### REQUEST
What follows is a block of records; restate each one word for word.

### EXERCISE DATA
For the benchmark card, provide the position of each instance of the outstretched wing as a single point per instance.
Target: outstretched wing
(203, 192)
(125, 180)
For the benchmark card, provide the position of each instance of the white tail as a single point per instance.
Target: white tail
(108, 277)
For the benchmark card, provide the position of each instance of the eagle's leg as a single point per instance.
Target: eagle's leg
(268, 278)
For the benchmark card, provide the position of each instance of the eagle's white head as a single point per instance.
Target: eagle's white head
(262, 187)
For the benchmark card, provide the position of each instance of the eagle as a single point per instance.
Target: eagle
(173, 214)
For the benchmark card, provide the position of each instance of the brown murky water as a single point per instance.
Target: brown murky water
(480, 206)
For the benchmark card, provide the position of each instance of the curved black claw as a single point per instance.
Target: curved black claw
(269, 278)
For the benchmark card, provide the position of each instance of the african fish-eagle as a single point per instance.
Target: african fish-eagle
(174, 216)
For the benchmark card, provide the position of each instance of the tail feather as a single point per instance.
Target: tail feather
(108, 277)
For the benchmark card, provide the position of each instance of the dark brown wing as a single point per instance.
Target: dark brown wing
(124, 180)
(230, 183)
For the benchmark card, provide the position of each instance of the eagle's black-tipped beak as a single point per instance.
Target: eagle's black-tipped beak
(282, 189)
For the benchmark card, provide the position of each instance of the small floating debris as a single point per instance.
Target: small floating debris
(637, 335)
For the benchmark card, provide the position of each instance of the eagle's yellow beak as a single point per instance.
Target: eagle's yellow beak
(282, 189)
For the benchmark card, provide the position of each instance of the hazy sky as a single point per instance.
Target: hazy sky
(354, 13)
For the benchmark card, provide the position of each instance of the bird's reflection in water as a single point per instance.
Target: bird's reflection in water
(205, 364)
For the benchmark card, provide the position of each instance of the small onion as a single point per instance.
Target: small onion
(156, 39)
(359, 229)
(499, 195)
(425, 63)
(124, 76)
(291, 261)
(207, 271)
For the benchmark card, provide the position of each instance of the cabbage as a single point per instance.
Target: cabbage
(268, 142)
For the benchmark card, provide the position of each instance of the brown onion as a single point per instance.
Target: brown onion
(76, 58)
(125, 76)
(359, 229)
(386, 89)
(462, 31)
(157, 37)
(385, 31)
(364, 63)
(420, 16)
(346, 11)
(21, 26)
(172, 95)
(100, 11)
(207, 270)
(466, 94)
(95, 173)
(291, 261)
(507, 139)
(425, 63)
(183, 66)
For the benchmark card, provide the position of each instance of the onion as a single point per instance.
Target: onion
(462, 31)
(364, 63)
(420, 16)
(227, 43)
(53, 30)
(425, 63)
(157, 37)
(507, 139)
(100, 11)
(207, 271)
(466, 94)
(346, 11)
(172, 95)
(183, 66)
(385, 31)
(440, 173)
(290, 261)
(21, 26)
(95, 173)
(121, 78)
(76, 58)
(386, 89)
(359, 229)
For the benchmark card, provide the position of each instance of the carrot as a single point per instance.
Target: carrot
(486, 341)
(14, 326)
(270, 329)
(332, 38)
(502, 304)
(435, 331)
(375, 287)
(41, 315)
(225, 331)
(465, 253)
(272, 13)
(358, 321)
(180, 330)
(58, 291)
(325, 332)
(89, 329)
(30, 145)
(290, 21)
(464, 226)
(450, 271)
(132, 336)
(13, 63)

### RESULT FOR THIS TASK
For the benchmark card, provide the position of each instance of the outstretched wing as a single point per instance.
Target: outstretched wing
(203, 192)
(125, 180)
For the benchmark card, provide the position of each instance of the white tail as a single point per instance.
Target: white tail
(108, 277)
For the benchmark card, provide the position of each instance of the eagle's leg as a single point per instance.
Target: eagle's leg
(268, 278)
For the benchmark card, provide the position of each instance of the eagle's white head as a single point per instance.
Target: eagle's white head
(262, 187)
For the benchmark card, provide the position of each instance of the eagle as a single point per instance.
Target: eagle
(173, 214)
For the benchmark card, provide the position of each instance of the brown murky water as a single point per instance.
Target: brown murky water
(480, 206)
For the benchmark card, provide the position of each instance of the curved black claw as a single point per instance.
Target: curved black claw
(269, 278)
For the benchmark card, provide the position of each instance of the african fish-eagle as a single point per instance.
Target: african fish-eagle
(174, 216)
For the benchmark card, provide the position of each instance of the tail feather as a single point per instance.
Target: tail feather
(108, 277)
For the benchmark card, provide the position of each instance of the dark brown wing as a single point per instance.
Target: dark brown wing
(124, 180)
(230, 183)
For the benchmark card, provide the position of each instance of the eagle's black-tipped beak as a single point per instance.
Target: eagle's black-tipped beak
(282, 189)
For the benchmark card, provide the position of each instance of the small floating debris as a single point per instance.
Target: small floating debris
(637, 335)
For the benchmark card, provide the position of each instance of the eagle's yellow beak as a single point per instance.
Target: eagle's yellow beak
(282, 189)
For the benchmark card, provide the position of each instance of the hazy sky as a single point per instance.
Target: hazy sky
(354, 13)
For the benchmark card, provide the position of each instance of the bird's reflection in water as a single point per instance.
Target: bird's reflection in water
(205, 364)
For the benchmark card, provide the position of each instance of the small onion as a single point per instance.
Target: small onion
(156, 39)
(359, 229)
(499, 195)
(425, 63)
(124, 76)
(291, 261)
(207, 271)
For the benchmark card, provide the position of each instance of the cabbage as a single point per instance.
Target: cabbage
(268, 142)
For the benchmark card, provide the position of each instance of the brown onion as a single point per instance.
Target: brown onion
(76, 58)
(125, 76)
(359, 229)
(386, 89)
(462, 31)
(157, 37)
(385, 31)
(364, 63)
(420, 16)
(346, 11)
(21, 26)
(172, 95)
(100, 11)
(207, 270)
(466, 94)
(95, 173)
(291, 261)
(507, 139)
(425, 63)
(183, 66)
For the benchmark card, provide the position of each instance of the onion as a single point per instance.
Target: onion
(462, 31)
(364, 63)
(420, 16)
(227, 43)
(53, 30)
(425, 63)
(157, 37)
(507, 139)
(100, 11)
(207, 271)
(466, 94)
(346, 11)
(172, 95)
(183, 66)
(385, 31)
(440, 173)
(290, 261)
(21, 26)
(95, 173)
(121, 78)
(76, 58)
(386, 89)
(359, 229)
For the benchmark card, provide the position of each instance of the carrot as a single point per instance.
Target: carrot
(486, 341)
(14, 326)
(270, 329)
(332, 38)
(502, 304)
(435, 331)
(375, 287)
(41, 315)
(225, 331)
(465, 253)
(272, 13)
(358, 321)
(180, 330)
(58, 291)
(325, 332)
(89, 329)
(30, 145)
(290, 21)
(464, 226)
(450, 271)
(132, 336)
(13, 63)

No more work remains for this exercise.